Stuart Abbot

Personal information
- Date of birth: 21 June 1986 (age 40)
- Place of birth: Dundee, Scotland
- Height: 4 ft 7 in (1.40 m)
- Position: Right back

Team information
- Current team: Banks O' Dee

Youth career
- Dundee United

Senior career*
- Years: Team / Apps / (Gls)
- 2003–2006: Dundee United / 3 / (0)
- 2006: Forfar Athletic / 1 / (0)
- 2006–2008: Carnoustie Panmure
- 2008–2009: Lochee United
- Banks O' Dee

= Stuart Abbot =

Scottish footballer

Stuart Abbot (born 21 June 1986) is a Scottish footballer who plays in midfield for junior side Banks O' Dee. He began his career with Dundee United, making three appearances in the Scottish Premier League (SPL) in 2006. He has also played junior football for Carnoustie Panmure and Lochee United.

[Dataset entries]

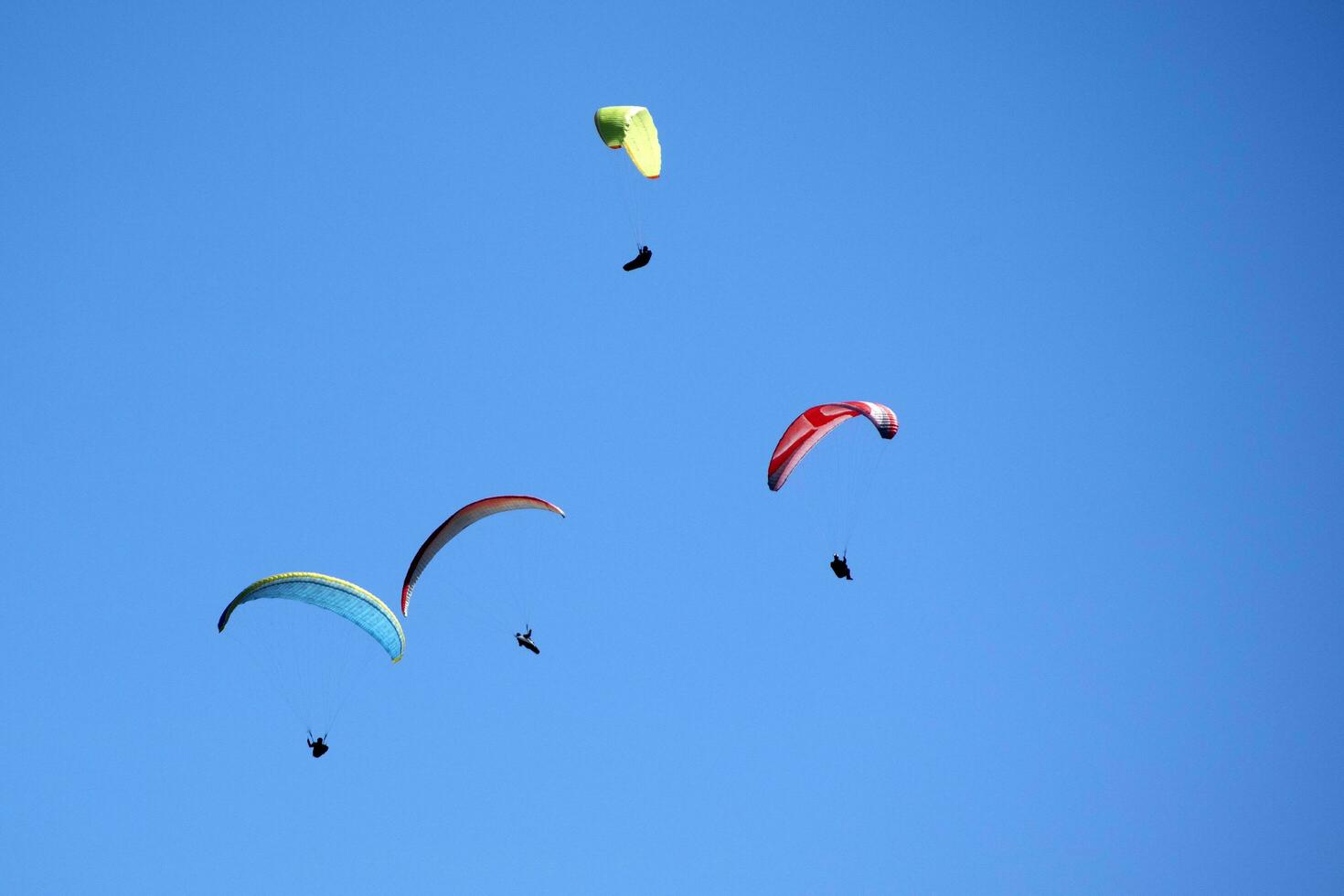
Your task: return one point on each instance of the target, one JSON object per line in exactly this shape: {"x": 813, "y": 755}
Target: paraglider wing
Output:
{"x": 814, "y": 425}
{"x": 632, "y": 128}
{"x": 343, "y": 598}
{"x": 454, "y": 524}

Exercise tasks:
(a) Can you print all of the records word for word, with the pictures left out?
(b) Could you carry on with the text about Stuart Abbot from the point where it ends?
The text and the records come from separate, unrelated sources.

Task answers:
(a)
Your task: return one point on each instance of the target, one JSON object per line in exactly this shape: {"x": 813, "y": 755}
Target: paraglider wing
Output:
{"x": 814, "y": 425}
{"x": 632, "y": 128}
{"x": 343, "y": 598}
{"x": 454, "y": 524}

(b)
== Career ==
Abbot, born in Dundee, began his career with Dundee United, making his senior debut in April 2006 as a late substitute in a Scottish Premier League match at Inverness Caledonian Thistle. Offered a new one-year contract shortly afterwards, Abbot made his full debut at home the following week, although his third appearance ended early due to injury. It proved to be Abbot's last appearance in senior football; he quit professional football in September to pursue full-time university studies, and he was released from his United contract, subsequently joining local side Carnoustie Panmure. Abbot moved to Lochee United in July 2008. Having graduated from university, he relocated to Aberdeen. Abbot trained with junior side Banks O' Dee and after proving his fitness signed for the club.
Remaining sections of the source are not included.